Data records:

*** Block opens ***

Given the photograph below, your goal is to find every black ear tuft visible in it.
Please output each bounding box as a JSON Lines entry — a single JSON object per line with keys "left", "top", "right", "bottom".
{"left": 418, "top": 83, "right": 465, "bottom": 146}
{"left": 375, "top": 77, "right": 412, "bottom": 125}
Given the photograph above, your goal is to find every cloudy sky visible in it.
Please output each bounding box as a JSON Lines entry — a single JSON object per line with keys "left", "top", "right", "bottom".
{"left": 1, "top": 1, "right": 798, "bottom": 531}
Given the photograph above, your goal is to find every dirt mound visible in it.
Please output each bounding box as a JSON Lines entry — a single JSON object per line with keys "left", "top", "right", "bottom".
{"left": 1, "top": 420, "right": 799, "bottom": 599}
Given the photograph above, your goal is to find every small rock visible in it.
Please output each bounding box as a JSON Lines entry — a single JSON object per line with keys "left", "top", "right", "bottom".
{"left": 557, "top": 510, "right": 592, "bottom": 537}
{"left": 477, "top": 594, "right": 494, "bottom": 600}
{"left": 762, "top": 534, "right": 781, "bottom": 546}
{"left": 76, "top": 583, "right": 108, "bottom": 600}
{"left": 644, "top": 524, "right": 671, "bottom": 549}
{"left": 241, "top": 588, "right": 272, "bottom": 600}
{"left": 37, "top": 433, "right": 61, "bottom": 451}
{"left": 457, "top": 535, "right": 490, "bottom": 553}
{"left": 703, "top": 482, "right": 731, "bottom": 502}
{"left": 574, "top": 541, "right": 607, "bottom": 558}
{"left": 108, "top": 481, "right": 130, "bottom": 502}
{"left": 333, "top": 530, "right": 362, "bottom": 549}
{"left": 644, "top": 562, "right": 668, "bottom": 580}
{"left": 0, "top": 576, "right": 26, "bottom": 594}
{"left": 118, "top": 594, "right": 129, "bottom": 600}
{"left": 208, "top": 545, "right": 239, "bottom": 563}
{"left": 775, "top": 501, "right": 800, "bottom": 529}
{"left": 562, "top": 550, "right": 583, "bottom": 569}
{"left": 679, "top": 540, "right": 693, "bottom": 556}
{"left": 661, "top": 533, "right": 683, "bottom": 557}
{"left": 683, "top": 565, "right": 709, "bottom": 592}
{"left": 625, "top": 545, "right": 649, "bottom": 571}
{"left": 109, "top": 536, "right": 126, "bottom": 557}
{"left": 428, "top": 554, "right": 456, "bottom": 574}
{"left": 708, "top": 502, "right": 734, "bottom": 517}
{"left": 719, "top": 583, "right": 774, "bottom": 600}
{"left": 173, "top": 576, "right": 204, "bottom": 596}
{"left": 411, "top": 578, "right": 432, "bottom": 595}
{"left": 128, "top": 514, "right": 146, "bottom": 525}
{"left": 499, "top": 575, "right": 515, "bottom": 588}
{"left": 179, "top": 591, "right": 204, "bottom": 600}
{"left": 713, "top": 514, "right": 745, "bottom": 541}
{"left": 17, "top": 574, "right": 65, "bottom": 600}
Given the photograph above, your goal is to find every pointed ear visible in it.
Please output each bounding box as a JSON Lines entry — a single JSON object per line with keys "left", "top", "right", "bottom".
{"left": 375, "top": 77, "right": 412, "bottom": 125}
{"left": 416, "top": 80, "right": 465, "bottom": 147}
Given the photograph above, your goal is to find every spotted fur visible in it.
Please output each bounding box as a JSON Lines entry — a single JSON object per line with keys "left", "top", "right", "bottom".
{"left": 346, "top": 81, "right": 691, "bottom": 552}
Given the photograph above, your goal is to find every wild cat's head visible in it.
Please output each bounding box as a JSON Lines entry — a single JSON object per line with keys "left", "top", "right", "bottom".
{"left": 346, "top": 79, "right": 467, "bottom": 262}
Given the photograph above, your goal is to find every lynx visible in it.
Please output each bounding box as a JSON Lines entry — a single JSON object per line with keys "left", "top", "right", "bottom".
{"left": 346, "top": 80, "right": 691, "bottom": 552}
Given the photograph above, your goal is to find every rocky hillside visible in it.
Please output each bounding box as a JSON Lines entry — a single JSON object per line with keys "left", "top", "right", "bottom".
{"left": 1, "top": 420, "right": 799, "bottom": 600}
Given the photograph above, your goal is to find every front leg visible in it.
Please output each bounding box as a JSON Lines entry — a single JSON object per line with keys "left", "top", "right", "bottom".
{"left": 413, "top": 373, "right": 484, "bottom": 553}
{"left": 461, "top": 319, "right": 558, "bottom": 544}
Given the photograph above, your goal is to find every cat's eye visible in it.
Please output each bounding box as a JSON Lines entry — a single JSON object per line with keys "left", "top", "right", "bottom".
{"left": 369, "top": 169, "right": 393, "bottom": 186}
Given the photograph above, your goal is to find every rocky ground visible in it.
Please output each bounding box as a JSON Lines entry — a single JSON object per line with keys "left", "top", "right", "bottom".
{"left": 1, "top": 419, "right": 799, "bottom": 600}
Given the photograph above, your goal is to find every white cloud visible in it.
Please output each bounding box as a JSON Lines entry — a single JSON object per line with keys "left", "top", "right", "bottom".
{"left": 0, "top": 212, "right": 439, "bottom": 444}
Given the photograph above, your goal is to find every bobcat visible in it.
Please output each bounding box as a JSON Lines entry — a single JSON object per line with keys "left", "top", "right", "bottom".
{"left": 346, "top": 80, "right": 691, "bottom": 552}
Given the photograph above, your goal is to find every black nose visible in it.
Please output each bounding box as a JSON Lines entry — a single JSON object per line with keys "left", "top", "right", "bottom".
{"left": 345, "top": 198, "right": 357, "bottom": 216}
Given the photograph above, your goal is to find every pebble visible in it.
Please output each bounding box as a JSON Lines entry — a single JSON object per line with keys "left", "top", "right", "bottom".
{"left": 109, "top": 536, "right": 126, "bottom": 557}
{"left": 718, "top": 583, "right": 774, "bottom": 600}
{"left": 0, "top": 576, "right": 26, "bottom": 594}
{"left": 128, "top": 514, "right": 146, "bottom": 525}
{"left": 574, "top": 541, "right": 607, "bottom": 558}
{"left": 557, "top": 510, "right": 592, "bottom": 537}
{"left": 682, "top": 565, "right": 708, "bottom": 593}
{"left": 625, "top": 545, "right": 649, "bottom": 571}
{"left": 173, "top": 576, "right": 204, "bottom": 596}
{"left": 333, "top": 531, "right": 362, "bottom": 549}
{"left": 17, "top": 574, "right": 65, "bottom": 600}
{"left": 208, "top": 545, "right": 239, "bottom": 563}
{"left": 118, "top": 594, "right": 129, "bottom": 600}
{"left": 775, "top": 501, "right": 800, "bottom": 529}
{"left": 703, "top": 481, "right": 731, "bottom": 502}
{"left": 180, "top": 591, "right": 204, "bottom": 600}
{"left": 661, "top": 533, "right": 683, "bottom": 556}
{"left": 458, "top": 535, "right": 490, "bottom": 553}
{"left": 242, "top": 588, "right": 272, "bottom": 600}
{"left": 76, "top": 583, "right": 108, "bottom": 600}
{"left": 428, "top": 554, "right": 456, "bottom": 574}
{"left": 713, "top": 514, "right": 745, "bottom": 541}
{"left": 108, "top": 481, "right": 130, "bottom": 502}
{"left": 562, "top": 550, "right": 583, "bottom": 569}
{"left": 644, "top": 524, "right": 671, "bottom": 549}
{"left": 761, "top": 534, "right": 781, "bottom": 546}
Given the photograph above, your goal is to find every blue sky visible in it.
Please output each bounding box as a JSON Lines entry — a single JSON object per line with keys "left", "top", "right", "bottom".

*** Block closes ***

▶ _ACTION ITEM_: Reproduce every line above containing "rocky".

▶ _REPLY_:
Given the photograph above, your goal is to find every rocky hillside visible in it.
Given the photograph above, your goal is to find every rocky ground visible in it.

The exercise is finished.